REQUIREMENT
Copy the entries out again in full.
[[ THE INPUT, beginning ]]
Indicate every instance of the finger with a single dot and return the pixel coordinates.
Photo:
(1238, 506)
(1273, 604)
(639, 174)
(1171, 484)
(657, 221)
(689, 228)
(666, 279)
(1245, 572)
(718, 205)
[[ THE INPUT, end ]]
YOUR SOLUTION
Indicate every instance of the finger with a single dot and return the pixel coordinates.
Photo:
(1238, 506)
(1273, 604)
(639, 174)
(1171, 484)
(657, 221)
(689, 228)
(666, 279)
(1245, 572)
(718, 205)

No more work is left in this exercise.